**Work to complete**
Please print every line from the one containing "[locate] the gray" through the last line of the records below, exactly as written and nothing more.

**Dataset**

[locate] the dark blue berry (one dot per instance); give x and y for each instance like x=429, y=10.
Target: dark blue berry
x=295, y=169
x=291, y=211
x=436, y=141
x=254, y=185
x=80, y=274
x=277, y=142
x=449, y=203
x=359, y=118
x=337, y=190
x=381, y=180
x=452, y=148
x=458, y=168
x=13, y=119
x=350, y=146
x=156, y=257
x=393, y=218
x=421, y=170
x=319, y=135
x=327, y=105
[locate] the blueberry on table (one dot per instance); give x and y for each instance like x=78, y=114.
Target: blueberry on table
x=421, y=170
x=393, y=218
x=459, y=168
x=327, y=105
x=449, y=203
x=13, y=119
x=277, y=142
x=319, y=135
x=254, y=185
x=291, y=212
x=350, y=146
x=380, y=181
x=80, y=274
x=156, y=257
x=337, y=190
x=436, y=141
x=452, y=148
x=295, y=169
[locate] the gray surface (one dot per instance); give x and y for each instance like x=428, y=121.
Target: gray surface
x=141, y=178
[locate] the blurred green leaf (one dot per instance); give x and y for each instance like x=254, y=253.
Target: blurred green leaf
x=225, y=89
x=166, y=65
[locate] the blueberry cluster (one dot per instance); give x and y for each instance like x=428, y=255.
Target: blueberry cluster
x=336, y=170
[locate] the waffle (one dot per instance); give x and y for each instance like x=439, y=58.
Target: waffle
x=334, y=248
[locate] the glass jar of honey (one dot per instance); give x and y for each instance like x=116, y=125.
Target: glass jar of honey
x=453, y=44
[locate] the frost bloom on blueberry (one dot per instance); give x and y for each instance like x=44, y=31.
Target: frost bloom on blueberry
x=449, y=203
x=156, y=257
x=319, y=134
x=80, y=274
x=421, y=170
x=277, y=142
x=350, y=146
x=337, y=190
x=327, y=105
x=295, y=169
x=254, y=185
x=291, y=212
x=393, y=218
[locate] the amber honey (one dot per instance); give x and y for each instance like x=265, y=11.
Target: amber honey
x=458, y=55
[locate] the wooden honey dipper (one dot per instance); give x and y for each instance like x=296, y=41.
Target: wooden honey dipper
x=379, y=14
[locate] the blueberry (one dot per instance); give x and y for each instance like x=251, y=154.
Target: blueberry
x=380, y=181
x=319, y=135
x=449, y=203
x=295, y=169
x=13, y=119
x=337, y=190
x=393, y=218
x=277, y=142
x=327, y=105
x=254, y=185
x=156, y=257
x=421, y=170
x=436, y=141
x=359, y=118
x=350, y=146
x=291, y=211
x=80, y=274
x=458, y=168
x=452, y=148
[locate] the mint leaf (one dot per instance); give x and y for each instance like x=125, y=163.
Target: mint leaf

**Reply to the task**
[locate] the gray surface (one dot per instance); give x and y for each instance like x=428, y=121.
Target: gray surface
x=141, y=178
[locate] the blurred green leaf (one dot per instance); give x and y for each instance like x=254, y=253.
Target: blurred green leaf
x=225, y=89
x=166, y=65
[locate] the blueberry cluster (one dot per instance); give x and y for each instance like x=428, y=255.
Target: blueberry cluster
x=336, y=170
[locate] the waffle (one dot per instance); give x and y for each instance like x=439, y=58.
Target: waffle
x=334, y=248
[locate] the glass jar of honey (one dot per instance); give x and y for each instance like x=116, y=125.
Target: glass jar of honey
x=453, y=44
[locate] the frost bloom on blueberry (one dot per instance); give x and y for each instance like x=44, y=31.
Target: frost bloom on blueberry
x=449, y=203
x=156, y=257
x=319, y=134
x=80, y=274
x=421, y=170
x=277, y=142
x=350, y=146
x=337, y=190
x=327, y=105
x=295, y=169
x=254, y=185
x=291, y=212
x=393, y=218
[locate] the amber honey (one dot per instance); give x and y for each instance like x=265, y=11.
Target: amber honey
x=458, y=55
[locate] the wooden honey dipper (one dot per instance); give x and y for each instance like x=296, y=41.
Target: wooden honey dipper
x=379, y=14
[locate] the blueberry (one dot per instance); give x and y for each instance like x=251, y=154.
Target: blueberry
x=380, y=181
x=319, y=135
x=449, y=203
x=295, y=169
x=13, y=119
x=337, y=190
x=393, y=218
x=277, y=142
x=327, y=105
x=254, y=185
x=156, y=257
x=421, y=170
x=436, y=141
x=359, y=118
x=350, y=146
x=291, y=211
x=80, y=274
x=458, y=168
x=452, y=148
[locate] the mint leaf (one dot per instance); give x and y for each instance like x=125, y=163.
Target: mint leaf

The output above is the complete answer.